Exercise goal: Pull out every line in the listing below that contains the string "flag". Case counts.
**** Records
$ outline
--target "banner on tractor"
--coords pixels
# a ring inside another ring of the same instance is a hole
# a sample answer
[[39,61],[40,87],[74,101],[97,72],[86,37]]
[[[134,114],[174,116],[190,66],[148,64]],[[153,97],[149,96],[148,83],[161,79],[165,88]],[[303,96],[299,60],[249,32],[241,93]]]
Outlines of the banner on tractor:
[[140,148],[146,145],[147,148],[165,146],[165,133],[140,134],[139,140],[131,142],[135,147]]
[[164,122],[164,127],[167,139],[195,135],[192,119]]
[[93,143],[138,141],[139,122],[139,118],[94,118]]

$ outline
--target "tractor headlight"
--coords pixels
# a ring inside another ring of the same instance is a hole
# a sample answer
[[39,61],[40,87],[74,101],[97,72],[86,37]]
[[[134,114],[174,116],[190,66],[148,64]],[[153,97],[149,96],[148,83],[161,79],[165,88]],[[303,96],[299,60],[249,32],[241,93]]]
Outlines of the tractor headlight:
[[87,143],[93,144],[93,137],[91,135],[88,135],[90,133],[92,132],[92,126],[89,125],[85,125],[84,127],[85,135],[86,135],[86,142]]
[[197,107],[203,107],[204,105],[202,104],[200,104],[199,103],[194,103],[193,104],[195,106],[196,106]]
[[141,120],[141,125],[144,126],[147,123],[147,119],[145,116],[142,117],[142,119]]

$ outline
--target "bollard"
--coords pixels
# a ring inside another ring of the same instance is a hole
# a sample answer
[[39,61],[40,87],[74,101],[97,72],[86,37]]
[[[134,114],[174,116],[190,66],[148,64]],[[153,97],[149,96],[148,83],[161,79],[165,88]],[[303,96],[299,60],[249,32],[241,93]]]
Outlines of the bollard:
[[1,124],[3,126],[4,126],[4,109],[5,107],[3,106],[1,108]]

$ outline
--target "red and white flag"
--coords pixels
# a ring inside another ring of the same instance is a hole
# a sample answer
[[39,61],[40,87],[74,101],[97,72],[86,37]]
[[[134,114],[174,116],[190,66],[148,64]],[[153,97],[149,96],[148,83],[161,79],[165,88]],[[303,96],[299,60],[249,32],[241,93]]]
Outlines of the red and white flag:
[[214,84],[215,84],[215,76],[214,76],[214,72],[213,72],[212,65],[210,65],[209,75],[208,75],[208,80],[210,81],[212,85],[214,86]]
********
**** Records
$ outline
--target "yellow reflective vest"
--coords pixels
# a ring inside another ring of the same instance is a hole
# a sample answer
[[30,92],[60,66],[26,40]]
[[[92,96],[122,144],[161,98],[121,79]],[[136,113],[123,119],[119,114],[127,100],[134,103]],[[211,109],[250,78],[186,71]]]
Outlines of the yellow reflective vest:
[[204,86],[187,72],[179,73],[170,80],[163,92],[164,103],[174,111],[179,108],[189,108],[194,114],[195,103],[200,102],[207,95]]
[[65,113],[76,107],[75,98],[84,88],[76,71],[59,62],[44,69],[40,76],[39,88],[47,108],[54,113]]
********
**** Records
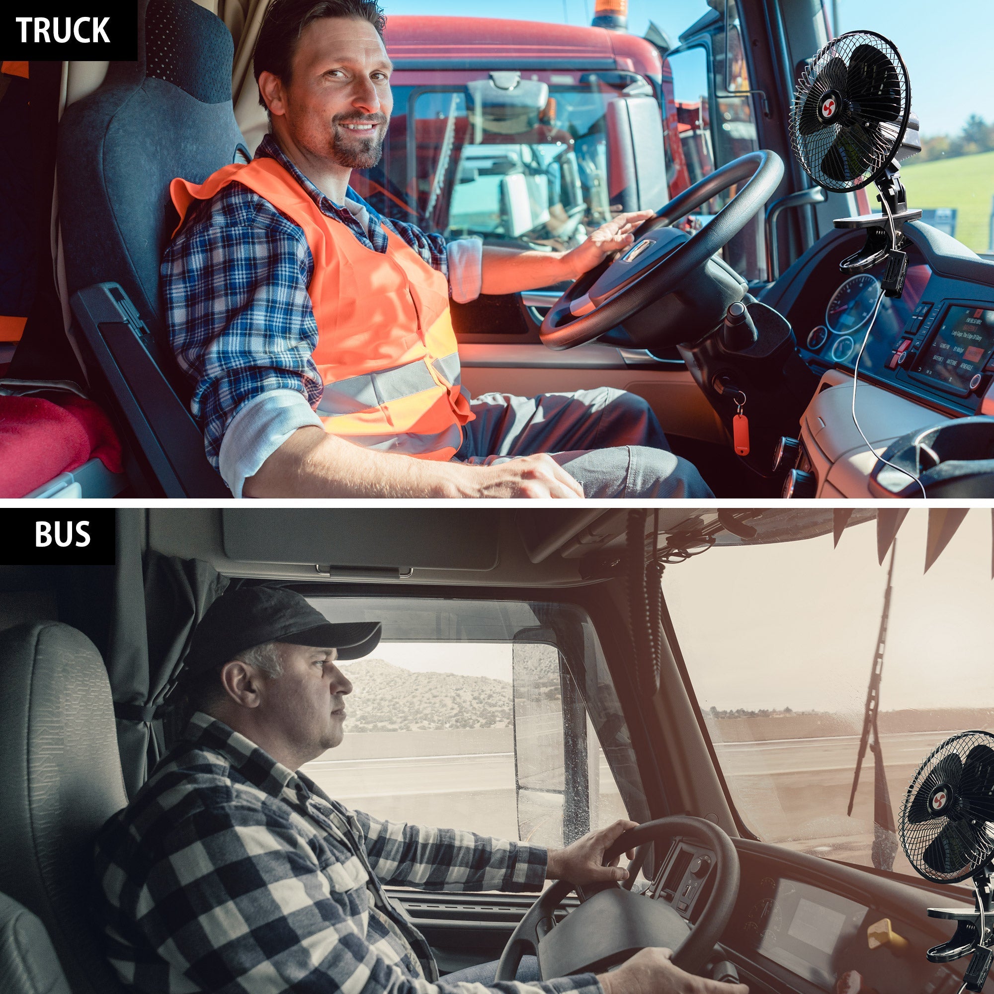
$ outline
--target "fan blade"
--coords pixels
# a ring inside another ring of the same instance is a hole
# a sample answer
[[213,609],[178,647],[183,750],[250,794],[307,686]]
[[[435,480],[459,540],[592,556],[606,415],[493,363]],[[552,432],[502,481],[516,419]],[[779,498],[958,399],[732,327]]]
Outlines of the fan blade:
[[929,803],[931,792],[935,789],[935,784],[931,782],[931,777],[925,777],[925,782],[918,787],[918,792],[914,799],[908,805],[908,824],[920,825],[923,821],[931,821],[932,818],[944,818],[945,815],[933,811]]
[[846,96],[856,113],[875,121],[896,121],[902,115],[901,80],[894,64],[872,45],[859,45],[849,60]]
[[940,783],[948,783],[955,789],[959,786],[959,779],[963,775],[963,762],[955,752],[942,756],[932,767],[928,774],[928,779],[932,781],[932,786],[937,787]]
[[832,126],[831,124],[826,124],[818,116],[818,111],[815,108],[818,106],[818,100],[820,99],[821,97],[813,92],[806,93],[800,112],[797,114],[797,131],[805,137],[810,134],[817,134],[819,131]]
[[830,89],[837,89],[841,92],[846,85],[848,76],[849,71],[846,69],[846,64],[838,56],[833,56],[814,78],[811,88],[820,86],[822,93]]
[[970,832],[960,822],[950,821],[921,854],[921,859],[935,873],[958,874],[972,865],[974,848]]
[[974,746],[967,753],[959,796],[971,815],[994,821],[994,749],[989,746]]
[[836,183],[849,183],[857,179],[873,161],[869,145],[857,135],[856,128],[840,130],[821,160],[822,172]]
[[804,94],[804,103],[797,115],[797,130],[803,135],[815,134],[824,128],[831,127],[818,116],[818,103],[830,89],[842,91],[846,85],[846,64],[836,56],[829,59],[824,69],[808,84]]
********
Solution:
--target "red and white flag"
Outlines of the red and white flag:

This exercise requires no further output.